**Stated goal:** In the entries below, reproduce the stretch from the line containing "object_class: forearm" through the end of the entries, swapping every "bounding boxes" for "bounding rectangles" and leaving all else unchanged. Omit the pictures from your output.

#### Records supplied

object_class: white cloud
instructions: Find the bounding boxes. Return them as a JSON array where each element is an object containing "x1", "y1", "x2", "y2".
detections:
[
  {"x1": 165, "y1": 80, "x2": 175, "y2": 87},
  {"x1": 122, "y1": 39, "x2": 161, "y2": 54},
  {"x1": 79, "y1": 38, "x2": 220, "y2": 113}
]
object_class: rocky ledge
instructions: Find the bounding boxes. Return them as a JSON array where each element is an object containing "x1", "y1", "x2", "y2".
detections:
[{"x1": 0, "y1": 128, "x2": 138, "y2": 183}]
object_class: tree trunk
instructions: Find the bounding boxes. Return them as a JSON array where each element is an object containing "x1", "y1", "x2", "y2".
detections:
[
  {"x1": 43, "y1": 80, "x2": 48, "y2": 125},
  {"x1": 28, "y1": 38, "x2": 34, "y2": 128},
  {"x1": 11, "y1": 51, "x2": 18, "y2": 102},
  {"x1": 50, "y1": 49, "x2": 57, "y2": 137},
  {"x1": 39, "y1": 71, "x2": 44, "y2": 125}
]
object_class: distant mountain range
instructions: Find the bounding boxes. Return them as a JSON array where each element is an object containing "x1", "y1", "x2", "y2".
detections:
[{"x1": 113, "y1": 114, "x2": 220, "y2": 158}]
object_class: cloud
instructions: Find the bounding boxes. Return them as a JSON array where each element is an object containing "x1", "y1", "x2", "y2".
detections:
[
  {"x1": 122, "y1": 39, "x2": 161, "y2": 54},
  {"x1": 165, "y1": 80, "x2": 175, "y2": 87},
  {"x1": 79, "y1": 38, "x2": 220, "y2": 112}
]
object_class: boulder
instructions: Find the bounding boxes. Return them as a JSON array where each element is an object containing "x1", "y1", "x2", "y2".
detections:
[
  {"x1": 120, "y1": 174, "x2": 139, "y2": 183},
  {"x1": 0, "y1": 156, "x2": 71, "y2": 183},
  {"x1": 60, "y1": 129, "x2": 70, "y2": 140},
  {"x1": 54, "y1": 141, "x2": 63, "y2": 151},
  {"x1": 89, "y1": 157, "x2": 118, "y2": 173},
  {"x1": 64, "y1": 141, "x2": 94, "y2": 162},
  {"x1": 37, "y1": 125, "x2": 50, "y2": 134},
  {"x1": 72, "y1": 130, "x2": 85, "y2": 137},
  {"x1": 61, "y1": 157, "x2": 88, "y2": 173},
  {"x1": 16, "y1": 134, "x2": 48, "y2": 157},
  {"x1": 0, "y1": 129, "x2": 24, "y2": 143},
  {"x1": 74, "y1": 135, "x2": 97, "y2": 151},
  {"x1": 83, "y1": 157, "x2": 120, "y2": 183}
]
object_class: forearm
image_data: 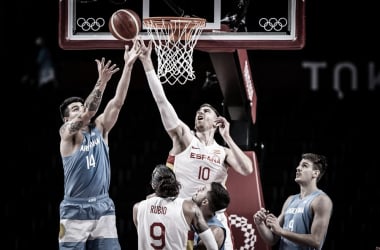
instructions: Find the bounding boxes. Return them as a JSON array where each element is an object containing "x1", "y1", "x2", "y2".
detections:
[
  {"x1": 84, "y1": 80, "x2": 106, "y2": 113},
  {"x1": 256, "y1": 222, "x2": 278, "y2": 246},
  {"x1": 199, "y1": 228, "x2": 218, "y2": 250}
]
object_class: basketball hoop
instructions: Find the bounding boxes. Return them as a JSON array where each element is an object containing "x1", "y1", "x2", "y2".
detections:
[{"x1": 143, "y1": 17, "x2": 206, "y2": 85}]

########

**Output of the task:**
object_class: forearm
image_data: 
instructions: Find the bounding rectangles. Return them as a JSON array where each element is an object containing "x1", "y1", "x2", "y2".
detections:
[
  {"x1": 84, "y1": 80, "x2": 106, "y2": 113},
  {"x1": 256, "y1": 222, "x2": 278, "y2": 246},
  {"x1": 199, "y1": 228, "x2": 218, "y2": 250}
]
object_class: basketball hoop
instructions: Find the bounding rectangles. Return them as a JSON array where each element is an object containing "x1", "y1", "x2", "y2".
detections:
[{"x1": 143, "y1": 17, "x2": 206, "y2": 85}]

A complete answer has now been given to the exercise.